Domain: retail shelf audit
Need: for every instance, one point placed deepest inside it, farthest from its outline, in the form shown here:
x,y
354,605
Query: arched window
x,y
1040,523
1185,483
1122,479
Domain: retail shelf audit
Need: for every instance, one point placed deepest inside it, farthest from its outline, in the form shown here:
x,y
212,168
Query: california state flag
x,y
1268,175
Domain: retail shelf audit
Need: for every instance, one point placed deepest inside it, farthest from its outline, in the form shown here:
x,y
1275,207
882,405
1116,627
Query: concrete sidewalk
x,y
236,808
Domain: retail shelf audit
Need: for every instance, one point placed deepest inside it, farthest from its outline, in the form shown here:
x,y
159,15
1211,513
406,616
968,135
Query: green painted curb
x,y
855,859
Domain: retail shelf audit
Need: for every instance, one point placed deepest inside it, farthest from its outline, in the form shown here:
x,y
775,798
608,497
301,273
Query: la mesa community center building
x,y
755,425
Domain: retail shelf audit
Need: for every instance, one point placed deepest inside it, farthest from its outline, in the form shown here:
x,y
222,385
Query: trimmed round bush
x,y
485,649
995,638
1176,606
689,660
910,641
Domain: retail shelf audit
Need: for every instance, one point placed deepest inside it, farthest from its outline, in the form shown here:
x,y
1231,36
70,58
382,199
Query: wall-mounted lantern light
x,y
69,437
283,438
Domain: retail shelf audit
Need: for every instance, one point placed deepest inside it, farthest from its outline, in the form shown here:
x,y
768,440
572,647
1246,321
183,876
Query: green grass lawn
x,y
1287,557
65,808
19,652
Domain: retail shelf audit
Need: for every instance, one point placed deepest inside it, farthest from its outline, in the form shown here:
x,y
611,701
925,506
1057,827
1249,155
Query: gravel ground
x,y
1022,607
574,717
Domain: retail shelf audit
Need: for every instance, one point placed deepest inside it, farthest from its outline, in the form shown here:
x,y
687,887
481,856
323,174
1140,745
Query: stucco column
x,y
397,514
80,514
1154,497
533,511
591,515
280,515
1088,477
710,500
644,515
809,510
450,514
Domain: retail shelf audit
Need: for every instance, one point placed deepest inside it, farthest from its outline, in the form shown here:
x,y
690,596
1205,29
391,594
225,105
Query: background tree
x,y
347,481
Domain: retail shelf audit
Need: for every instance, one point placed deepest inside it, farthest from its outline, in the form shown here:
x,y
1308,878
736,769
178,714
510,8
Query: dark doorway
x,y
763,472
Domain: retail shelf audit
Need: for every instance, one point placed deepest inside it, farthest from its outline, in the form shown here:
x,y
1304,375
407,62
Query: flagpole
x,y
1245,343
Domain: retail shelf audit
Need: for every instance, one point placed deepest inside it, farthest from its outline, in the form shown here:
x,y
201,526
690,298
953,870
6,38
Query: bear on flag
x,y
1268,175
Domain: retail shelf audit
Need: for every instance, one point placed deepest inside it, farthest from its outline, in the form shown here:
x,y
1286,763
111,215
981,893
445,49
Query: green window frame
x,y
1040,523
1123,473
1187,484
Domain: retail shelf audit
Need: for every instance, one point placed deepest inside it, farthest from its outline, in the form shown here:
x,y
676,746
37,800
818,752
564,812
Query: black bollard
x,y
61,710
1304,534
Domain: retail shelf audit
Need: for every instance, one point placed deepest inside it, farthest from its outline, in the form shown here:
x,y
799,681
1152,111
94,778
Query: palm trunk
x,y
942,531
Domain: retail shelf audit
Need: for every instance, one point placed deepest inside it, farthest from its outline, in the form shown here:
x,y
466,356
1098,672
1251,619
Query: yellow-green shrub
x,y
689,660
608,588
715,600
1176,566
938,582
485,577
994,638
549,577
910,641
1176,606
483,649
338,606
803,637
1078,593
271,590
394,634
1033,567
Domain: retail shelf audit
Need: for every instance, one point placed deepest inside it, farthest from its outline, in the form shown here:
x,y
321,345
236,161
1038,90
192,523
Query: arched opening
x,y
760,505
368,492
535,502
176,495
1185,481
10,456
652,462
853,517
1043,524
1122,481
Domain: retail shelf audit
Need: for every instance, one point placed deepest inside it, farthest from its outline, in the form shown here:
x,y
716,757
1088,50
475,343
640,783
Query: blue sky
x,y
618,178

┄┄┄┄┄┄

▸ **What is expected**
Extract the full listing above without alteration.

▸ **Your solution**
Domain: retail shelf audit
Need: for every instance, one point placed deepest inside it, farthest from its outline, in the form shown here:
x,y
354,605
Query: arched window
x,y
1040,523
1185,483
1122,479
Domain: retail shelf audit
Need: for every instance, one point placed deepest inside it, farthest from its outline, in the form shown here:
x,y
212,168
Query: california state flag
x,y
1268,175
Domain: retail shelf audit
Need: for every instance, one point placed deepest inside it, farthest from its outline, in the form shown here:
x,y
1275,207
882,405
1116,627
Query: concrete sidewalk
x,y
236,808
Domain: retail shelf audit
Need: for every instance, one point placed deepest inside it, farthest from its outline, in the form shown here:
x,y
159,15
1211,513
406,616
968,135
Query: green painted curb
x,y
855,859
Domain: retail shelf audit
Need: for every instance, one point placed deepest inside it, farthest from its outline, in the form shown here:
x,y
775,798
608,497
301,273
Query: la mesa community center building
x,y
755,425
Domain: retail shelf audit
Need: for every instance, one point placed deepest inside it, farthest from its outline, in the form shown here:
x,y
222,385
Query: trimmed round bush
x,y
485,649
995,638
1176,606
689,660
910,641
Domain: retail shelf audit
Need: for every instance, one point placed deepest inside it, farthest from its outline, in the form shown here:
x,y
1231,36
70,58
382,199
Query: wall-mounted lantern light
x,y
69,437
283,438
Domain: retail shelf audit
Need: for every instance, one point placed deepest inside it, farthest from its outline, in the form shown here:
x,y
768,440
572,647
1246,321
183,876
Query: green grass lawn
x,y
1287,557
65,808
19,652
Domain: retail shelf audit
Need: for every instance, one point placed deepest inside it, farthest from its outline, in the form shown here:
x,y
611,701
925,506
1057,827
1249,155
Query: gravel ground
x,y
1022,607
574,717
Domain: retail shelf audit
Need: for every instance, one point placed deepest inside it, farthest from its outline, in the form shown here:
x,y
687,887
481,856
323,174
1140,745
Query: stucco column
x,y
397,514
80,514
1154,497
533,511
591,515
280,515
1088,477
710,500
644,515
809,510
450,514
Domain: retail shelf audit
Need: for every instance, one point placed deepest inside it, farthest from its outline, in the form shown here:
x,y
690,596
1205,29
391,594
225,105
Query: background tree
x,y
347,481
Domain: retail shelf audit
Need: for every instance, one point placed deepest inside it, farthest from its outline, in the form shown here:
x,y
1308,878
736,769
178,714
510,8
Query: dark doorway
x,y
763,472
Domain: retail shelf audit
Need: for every instance, one point placed deepest inside it, farthest from its outline, in the form shown here:
x,y
1304,375
407,62
Query: flagpole
x,y
1245,343
Domain: retail shelf audit
Need: for every instance, one point placed deepest inside it, farthest from its outline, in the form shown here:
x,y
201,526
690,298
953,870
6,38
Query: bear on flag
x,y
1268,175
Domain: retail shelf audit
Need: for every instance, one point placed deepest inside it, farthest from its outline, in the form shown here:
x,y
1286,763
111,215
981,893
445,49
Query: green window frame
x,y
1040,523
1123,473
1187,484
Domain: retail shelf audit
Need: for every instance, one point placed deepest inside it, farthest from its outline, in the form shown here:
x,y
676,746
37,800
818,752
564,812
Query: black bollard
x,y
61,710
1304,534
Domain: retail shelf audit
Need: for every instance, one point placed deepest inside it, farthest from its outline, in the form shown here:
x,y
799,681
1152,111
94,778
Query: palm trunk
x,y
942,531
Domain: retail shelf audit
Need: for every instance, one point placed deepest inside it, farthest from its outline, in the form shown here:
x,y
466,356
1098,672
1251,619
Query: yellow-green shrub
x,y
689,660
608,588
715,600
1176,566
938,582
485,577
994,638
549,577
910,641
1176,606
483,649
338,606
803,637
1078,593
271,590
394,634
1033,567
Domain: retail shelf audit
Need: for every instance, one point placed deepest inside it, farthest from its outline, in the form shown here:
x,y
321,345
236,161
1038,90
192,523
Query: arched opening
x,y
760,505
368,492
535,502
176,495
1185,481
10,456
652,462
853,517
1043,524
1122,481
Domain: retail shelf audit
Need: for every instance, one point placed deepest inside it, farthest from its outline, in the form shown here:
x,y
716,757
1088,50
475,343
640,783
Query: blue sky
x,y
618,178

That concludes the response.